__Суть задания__: Перепишите часть фрагмента о «Гипнэротомахии Полифила», начиная с «Джон Мэн - Иоганн» и продолжая до «латыни, придуманной Колонной.», поменяв «лебедя» на «голубя».

Джон Мэн - Иоганн Гутенберг
Это история о путешествии Полифила от одной возлюбленной к другой, от одного сексуального объекта к другому.
В «Гипнэротомахии Полифила» откровенное изображение Леды и ее возлюбленного лебедя покоится над тщательно прорисованным заглавием, написанным на странной смеси итальянского языка и латыни, придуманной Колонной.
Кто же мог написать это произведение? И как оно могло быть напечатано? Официально книга анонимна, именно поэтому я до сих пор не упоминал имя автора. Однако из орнаментированных заглавных букв в начале каждой из 38 глав получается фраза POLIAM FRATER FRANCISCVS COLVMNA PERAMAVIT (Брат Франческо Колонна очень любил Полию). Так как «полия» означает «много вещей», это выглядит как тайное признание в своих эклектичных сексуальных вкусах. Считается, что этот Колонна жил в монастыре Святых Иоанна и Павла в Венеции, который был «нереформированным», а следовательно, нестрогим в своих стандартах, а это означало, что монахам было разрешено жить за пределами монастыря и делать практически все, что им нравится. До самой своей смерти в возрасте 94 лет скандально известному Колонне, очевидно, больше всего нравились женщины, архитектура и сады, что стало предметом энциклопедического исследования «всего, что возможно познать», и все это было вплетено в сюрреалистическое повествование. Он мог предаваться этим страстям благодаря удивительной щедрости или легковерию своего покровителя Леонардо Грасси (или Крассо), который оплатил Альду Мануцию издание книги.

__Записи данных__:
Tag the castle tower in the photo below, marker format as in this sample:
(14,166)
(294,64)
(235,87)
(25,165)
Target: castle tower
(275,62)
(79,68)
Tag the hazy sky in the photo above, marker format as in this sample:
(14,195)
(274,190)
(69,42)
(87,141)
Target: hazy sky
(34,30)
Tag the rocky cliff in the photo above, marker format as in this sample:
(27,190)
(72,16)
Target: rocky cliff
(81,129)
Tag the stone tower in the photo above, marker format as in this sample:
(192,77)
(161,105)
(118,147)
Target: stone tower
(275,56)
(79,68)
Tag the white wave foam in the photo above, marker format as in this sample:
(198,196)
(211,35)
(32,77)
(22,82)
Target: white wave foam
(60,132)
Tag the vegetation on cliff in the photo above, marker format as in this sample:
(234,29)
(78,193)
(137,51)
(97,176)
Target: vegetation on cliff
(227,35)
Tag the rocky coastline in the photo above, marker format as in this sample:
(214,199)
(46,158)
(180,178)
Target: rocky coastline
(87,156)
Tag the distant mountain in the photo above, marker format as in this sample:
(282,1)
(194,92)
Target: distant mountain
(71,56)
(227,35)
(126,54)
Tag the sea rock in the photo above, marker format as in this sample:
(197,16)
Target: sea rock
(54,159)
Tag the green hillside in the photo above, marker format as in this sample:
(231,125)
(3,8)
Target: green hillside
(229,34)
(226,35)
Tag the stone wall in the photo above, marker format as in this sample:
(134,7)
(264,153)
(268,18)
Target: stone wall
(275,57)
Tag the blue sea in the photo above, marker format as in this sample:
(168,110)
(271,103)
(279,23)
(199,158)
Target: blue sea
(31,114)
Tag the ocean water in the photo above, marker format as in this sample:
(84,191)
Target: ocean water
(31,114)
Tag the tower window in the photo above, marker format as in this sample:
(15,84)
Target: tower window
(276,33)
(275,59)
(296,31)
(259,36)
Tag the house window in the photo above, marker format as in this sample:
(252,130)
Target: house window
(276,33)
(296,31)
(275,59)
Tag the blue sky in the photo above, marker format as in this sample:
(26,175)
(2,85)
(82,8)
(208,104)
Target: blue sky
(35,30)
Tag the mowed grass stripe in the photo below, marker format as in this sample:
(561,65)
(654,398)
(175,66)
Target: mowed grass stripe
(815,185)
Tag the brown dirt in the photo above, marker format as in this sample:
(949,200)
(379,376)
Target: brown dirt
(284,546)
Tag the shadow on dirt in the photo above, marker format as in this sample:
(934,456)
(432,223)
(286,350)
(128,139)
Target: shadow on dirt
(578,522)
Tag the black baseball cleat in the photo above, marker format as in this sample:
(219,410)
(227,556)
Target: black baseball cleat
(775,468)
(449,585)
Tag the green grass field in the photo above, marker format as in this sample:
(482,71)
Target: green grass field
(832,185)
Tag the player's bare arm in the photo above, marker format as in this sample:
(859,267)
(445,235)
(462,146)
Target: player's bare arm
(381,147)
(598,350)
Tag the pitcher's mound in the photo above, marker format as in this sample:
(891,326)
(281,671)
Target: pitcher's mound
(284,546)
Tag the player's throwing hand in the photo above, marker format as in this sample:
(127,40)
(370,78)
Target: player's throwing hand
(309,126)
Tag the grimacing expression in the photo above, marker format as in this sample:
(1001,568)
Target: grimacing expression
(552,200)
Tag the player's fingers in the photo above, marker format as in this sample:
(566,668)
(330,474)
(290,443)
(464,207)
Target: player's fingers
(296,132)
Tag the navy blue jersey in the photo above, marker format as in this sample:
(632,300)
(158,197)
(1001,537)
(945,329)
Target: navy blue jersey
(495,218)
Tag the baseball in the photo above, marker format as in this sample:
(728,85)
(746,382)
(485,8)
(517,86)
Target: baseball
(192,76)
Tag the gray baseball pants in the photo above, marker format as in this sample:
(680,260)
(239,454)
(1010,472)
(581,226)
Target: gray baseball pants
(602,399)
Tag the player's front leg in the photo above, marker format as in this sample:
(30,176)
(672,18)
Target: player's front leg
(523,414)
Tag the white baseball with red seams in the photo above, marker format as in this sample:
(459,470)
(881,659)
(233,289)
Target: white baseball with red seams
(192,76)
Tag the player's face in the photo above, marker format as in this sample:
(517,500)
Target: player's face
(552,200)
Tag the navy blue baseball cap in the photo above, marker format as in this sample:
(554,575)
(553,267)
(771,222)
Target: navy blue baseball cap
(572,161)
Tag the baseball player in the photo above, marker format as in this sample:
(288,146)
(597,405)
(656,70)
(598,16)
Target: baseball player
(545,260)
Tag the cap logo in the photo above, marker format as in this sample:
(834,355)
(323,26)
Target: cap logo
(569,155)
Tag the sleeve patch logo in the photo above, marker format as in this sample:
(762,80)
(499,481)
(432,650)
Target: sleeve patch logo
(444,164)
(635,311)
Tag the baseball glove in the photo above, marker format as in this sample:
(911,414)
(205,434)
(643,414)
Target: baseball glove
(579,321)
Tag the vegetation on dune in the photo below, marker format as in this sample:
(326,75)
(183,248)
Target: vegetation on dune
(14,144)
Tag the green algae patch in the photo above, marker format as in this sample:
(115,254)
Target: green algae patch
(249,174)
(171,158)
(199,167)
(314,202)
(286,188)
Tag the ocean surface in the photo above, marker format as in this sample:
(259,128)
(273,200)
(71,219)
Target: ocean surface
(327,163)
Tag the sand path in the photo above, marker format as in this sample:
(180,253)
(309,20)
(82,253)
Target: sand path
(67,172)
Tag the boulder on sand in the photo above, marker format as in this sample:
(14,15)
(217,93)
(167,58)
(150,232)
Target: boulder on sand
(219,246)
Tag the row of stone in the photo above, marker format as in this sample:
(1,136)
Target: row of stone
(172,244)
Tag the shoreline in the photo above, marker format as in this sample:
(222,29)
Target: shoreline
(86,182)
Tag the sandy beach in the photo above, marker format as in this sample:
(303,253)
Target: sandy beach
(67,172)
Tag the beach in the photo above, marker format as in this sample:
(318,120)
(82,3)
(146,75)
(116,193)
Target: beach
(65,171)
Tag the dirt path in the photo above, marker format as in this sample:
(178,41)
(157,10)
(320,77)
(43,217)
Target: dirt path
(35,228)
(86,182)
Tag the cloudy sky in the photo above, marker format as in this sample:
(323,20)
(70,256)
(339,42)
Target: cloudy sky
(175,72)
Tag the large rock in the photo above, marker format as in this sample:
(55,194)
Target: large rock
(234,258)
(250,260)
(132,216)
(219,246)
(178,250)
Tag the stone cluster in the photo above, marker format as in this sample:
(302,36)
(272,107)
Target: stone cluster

__Решение__:
Джон Мэн - Иоганн Гутенберг
Это история о путешествии Полифила от одной возлюбленной к другой, от одного сексуального объекта к другому.
В «Гипнэротомахии Полифила» откровенное изображение Леды и ее возлюбленного голубя покоится над тщательно прорисованным заглавием, написанным на странной смеси итальянского языка и латыни, придуманной Колонной.